SUPPLIED PASSAGE:
_____
It’s like looking at pneumonia, and saying “this is pneumonia, as opposed to looking at pneumonia and saying, with appropriate bacteriological tools, “this is pneumonia caused by the pneumococcus and this is, this is pneumonia caused by clebcella or tuberculosis, or some other organism”. So, we’re trying to get at root causes and those root causes are going to dictate the kinds of cancer therapies we use, just as, as microbiology changed the way in which we approached the treatment of infectious diseases by choosing the right antibiotic or trying to prevent them with the right vaccine.
HEFFNER: And then what? Life ever-lasting?
VARMUS: No, no. Of course not.
HEFFNER: Tell me what, then.
VARMUS: Well, the whole point here is to, is to reduce the likelihood of suffering or death from, from treatable illnesses. You know, human beings are machines, biological machines and they’re going to wear down, nobody’s going to live forever. But when, when I see a friend dying of breast cancer at the age of 50. I said, “This is wrong,” we should be able to treat these cancers effectively and reduce the number of cancer cells to a minimum so there are no symptoms and keep those cells from growing. We’re not going to prevent cancers of all kinds. We can reduce the numbers of cancers by understanding causes. By controlling tobacco use, we can reduce many types of cancer, especially lung cancer, but we know that there are people who never smoked who get lung cancer. And there are people who … we’ll probably never reduce smoking to zero, either. But we have a responsibility as fellow citizens to try to reduce the, the pain and death that come from cancers that can be controlled.
HEFFNER: We have 30 seconds left, which I can’t believe.
VARMUS: I can’t either.
HEFFNER: Do you think Lew Thomas here at this table …
VARMUS: MmmHmm.
HEFFNER: … was willing to say he thought there was a natural limit to life, a certain number of years. Do you?
VARMUS: I don’t know what that number is. I think we can extend the number and there are examples from studies of fruit flies and worms and even mice that suggest it’s possible to manipulate the, the length of time that we have. I think none of us wants the situation … out of control so that we have many people alive with no mental function. So, I think there is an opportunity to extend life … more importantly useful, happy life. But we’re not going to go beyond, beyond a termination time.
HEFFNER: Promise me you’ll come back.
VARMUS: [Laughter]
HEFFNER: Okay?
VARMUS: You bet, yeah.
HEFFNER: Thanks so much for joining me, Dr. Varmus.
VARMUS: My pleasure.
HEFFNER: And thanks, too, to you in the audience. I hope you join us again next time, and if you would like a transcript of today’s program, please send $4.00 in check or money order to The Open Mind, P. O. Box 7977, FDR Station, New York, New York 10150.
Meanwhile, as an old friend used to say, “Good night and good luck.”
N.B. Every effort has been made to ensure the accuracy of this transcript. It may not, however, be a verbatim copy of the program.
_____
DATASET EXTRACT:
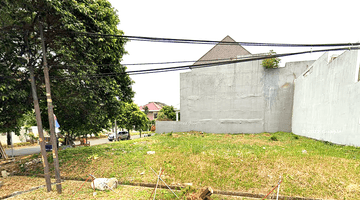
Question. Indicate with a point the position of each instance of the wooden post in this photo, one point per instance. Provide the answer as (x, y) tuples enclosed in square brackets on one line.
[(50, 114)]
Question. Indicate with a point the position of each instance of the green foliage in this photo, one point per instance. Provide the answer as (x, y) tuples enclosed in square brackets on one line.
[(271, 62), (146, 110), (84, 102), (167, 113), (274, 138)]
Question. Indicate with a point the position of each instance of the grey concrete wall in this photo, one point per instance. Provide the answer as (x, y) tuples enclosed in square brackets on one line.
[(236, 98), (326, 100)]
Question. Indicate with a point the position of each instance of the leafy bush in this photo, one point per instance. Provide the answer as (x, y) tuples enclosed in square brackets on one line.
[(274, 138), (271, 62)]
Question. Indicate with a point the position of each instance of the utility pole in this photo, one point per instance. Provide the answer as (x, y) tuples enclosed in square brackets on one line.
[(51, 114), (40, 130), (39, 123), (115, 135)]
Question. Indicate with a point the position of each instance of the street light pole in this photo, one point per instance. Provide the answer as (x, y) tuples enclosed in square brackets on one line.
[(51, 114)]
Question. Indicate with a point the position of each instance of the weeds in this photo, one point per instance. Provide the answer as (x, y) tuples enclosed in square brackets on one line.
[(236, 162)]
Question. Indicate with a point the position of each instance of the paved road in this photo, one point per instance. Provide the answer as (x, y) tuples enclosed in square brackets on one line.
[(20, 151)]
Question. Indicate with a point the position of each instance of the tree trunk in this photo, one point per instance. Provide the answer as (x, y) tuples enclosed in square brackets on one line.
[(8, 136)]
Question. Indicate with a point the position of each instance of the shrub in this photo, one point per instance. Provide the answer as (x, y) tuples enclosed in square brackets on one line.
[(153, 128), (271, 62), (274, 138)]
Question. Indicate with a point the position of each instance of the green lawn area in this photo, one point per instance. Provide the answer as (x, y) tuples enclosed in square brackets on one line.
[(249, 163)]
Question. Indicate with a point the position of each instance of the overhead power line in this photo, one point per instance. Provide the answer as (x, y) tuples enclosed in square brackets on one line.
[(212, 42), (186, 67), (150, 63)]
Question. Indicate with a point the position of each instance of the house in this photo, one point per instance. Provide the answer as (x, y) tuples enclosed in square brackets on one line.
[(240, 97), (154, 108)]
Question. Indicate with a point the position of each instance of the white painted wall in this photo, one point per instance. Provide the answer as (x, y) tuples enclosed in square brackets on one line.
[(327, 100), (236, 98)]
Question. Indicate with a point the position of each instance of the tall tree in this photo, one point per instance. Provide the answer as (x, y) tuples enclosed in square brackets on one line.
[(82, 66)]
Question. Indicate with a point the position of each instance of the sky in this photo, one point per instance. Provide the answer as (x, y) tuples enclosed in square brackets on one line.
[(275, 21)]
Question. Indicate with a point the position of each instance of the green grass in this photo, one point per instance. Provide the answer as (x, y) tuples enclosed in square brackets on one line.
[(232, 162)]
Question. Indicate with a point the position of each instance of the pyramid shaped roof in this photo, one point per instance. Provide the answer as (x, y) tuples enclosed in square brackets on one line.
[(223, 51)]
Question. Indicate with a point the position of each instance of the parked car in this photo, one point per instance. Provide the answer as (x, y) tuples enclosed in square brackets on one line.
[(122, 135)]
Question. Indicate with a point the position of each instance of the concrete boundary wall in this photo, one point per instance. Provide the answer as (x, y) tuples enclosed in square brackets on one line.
[(236, 98), (327, 100)]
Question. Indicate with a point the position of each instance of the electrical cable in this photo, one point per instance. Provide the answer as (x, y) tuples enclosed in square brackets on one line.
[(212, 42), (150, 63), (177, 68)]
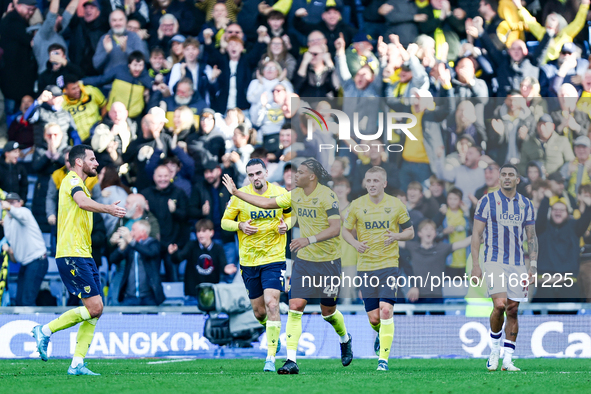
_____
WORK ITEM: Repeat the interview transcript verbatim, starting at the words "It’s like looking" and stopping after "the right vaccine.".

WRITTEN ANSWER:
It’s like looking at pneumonia, and saying “this is pneumonia, as opposed to looking at pneumonia and saying, with appropriate bacteriological tools, “this is pneumonia caused by the pneumococcus and this is, this is pneumonia caused by clebcella or tuberculosis, or some other organism”. So, we’re trying to get at root causes and those root causes are going to dictate the kinds of cancer therapies we use, just as, as microbiology changed the way in which we approached the treatment of infectious diseases by choosing the right antibiotic or trying to prevent them with the right vaccine.